## Start

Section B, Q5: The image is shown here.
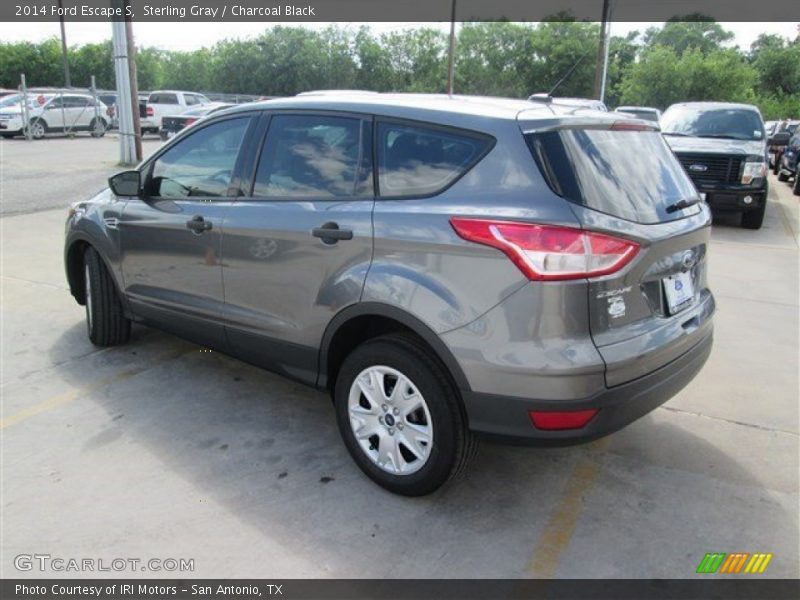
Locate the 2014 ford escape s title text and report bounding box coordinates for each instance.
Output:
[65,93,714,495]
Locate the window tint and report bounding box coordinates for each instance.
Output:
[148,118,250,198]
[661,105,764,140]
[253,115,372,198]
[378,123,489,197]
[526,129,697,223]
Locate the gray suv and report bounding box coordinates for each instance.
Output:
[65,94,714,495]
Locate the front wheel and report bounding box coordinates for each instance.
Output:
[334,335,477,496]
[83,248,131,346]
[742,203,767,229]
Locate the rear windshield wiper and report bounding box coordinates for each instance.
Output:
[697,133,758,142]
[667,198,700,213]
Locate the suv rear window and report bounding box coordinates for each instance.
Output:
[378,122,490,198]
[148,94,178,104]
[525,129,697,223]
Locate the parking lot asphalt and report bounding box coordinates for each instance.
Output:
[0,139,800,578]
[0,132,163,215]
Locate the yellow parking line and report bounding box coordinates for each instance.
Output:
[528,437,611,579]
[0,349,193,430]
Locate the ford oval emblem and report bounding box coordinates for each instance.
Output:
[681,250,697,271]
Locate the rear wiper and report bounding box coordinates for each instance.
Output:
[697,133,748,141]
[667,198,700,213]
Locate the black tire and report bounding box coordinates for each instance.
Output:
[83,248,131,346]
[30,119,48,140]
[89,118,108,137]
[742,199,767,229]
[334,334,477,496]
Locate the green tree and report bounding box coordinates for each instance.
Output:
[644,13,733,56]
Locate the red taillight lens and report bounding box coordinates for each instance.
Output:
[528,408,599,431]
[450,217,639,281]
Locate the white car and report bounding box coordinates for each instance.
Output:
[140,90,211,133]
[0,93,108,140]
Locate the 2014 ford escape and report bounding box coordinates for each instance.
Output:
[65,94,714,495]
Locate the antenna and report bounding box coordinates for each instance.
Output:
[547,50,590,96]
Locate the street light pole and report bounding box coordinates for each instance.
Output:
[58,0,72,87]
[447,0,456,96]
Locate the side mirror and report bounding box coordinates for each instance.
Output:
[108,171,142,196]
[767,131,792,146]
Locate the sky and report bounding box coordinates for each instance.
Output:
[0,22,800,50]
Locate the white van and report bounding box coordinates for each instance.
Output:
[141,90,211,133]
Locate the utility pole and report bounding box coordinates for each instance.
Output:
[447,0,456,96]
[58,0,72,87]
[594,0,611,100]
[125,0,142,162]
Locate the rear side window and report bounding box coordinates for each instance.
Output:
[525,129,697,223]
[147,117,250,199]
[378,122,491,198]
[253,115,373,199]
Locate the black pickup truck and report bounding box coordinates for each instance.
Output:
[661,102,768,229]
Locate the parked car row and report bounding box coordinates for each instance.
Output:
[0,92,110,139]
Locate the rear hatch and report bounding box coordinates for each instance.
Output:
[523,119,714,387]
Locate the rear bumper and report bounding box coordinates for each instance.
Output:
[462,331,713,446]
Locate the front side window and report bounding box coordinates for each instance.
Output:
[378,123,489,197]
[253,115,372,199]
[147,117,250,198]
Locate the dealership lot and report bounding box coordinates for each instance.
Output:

## End

[The request]
Can you rewrite the listing above as a JSON list of strings, from the line with "Locate the white van" up to and including the last line of the listing, with one string per line and blank lines omitted?

[Written solution]
[
  "Locate the white van and report bounding box coordinates for each instance.",
  "Output:",
  "[141,90,211,133]",
  "Locate the utility pole and report bounding box coordinates for each instance.",
  "Output:",
  "[447,0,456,96]",
  "[58,0,72,87]",
  "[594,0,611,100]",
  "[125,0,142,162]",
  "Locate the rear side window and report bounding box coordinates for each instance.",
  "Output:",
  "[525,129,697,223]",
  "[147,117,250,199]",
  "[378,122,491,198]",
  "[253,115,373,199]",
  "Locate the black pickup truck and report bounding box coordinates for each instance.",
  "Output:",
  "[661,102,768,229]",
  "Locate the parked car row and report bounding box coordinates for each instance.",
  "Output:",
  "[0,92,110,139]",
  "Locate the rear hatch and report bounding box coordinates for each instance.",
  "Output:",
  "[523,119,714,387]",
  "Locate the rear bumper and report bounding box coordinates for each instance.",
  "Output:",
  "[462,331,713,446]",
  "Locate the front side window and report bounding box coordinates for each instance.",
  "Output:",
  "[378,123,489,197]",
  "[253,115,372,199]",
  "[147,117,250,198]",
  "Locate the dealership lot and report bounding box coordinates for each instance.",
  "Output:"
]